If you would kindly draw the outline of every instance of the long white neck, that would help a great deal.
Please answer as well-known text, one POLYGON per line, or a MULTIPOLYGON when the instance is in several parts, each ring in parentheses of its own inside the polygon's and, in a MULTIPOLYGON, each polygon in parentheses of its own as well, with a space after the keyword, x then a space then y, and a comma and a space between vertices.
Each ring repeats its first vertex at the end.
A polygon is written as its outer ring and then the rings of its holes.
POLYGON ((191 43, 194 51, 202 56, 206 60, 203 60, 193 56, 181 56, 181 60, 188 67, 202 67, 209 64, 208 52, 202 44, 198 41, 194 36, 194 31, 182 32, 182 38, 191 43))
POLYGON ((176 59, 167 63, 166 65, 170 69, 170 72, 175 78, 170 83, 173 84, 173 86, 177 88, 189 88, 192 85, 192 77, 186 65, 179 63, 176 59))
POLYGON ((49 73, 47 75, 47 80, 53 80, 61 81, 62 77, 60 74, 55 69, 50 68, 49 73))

#### DIRECTIVE:
Copy every one of the records above word for word, with nothing changed.

#### SOLUTION TO THIS TASK:
If you would kindly draw the outline of every instance of the long white neck, that would help a great deal.
Please answer as well-known text, one POLYGON per line, or a MULTIPOLYGON when the instance is in several parts, each ring in parentheses of its own inside the polygon's and, in a MULTIPOLYGON, each polygon in parentheses of its own as well, with a space after the keyword, x then a space then y, and a comma and a space between vertices.
Each ring repeats its first vertex at the end.
A polygon is written as its outer ring and then the rings of its holes.
POLYGON ((191 43, 194 51, 202 56, 206 60, 203 60, 193 56, 181 56, 181 60, 188 67, 202 67, 209 64, 208 52, 202 44, 198 41, 194 36, 194 31, 182 32, 182 38, 191 43))
POLYGON ((176 59, 167 63, 166 65, 170 69, 170 72, 175 78, 170 83, 173 84, 173 86, 177 88, 189 88, 192 85, 192 77, 186 65, 179 63, 176 59))
POLYGON ((49 73, 47 75, 47 80, 53 80, 61 81, 62 77, 60 74, 55 69, 50 68, 49 73))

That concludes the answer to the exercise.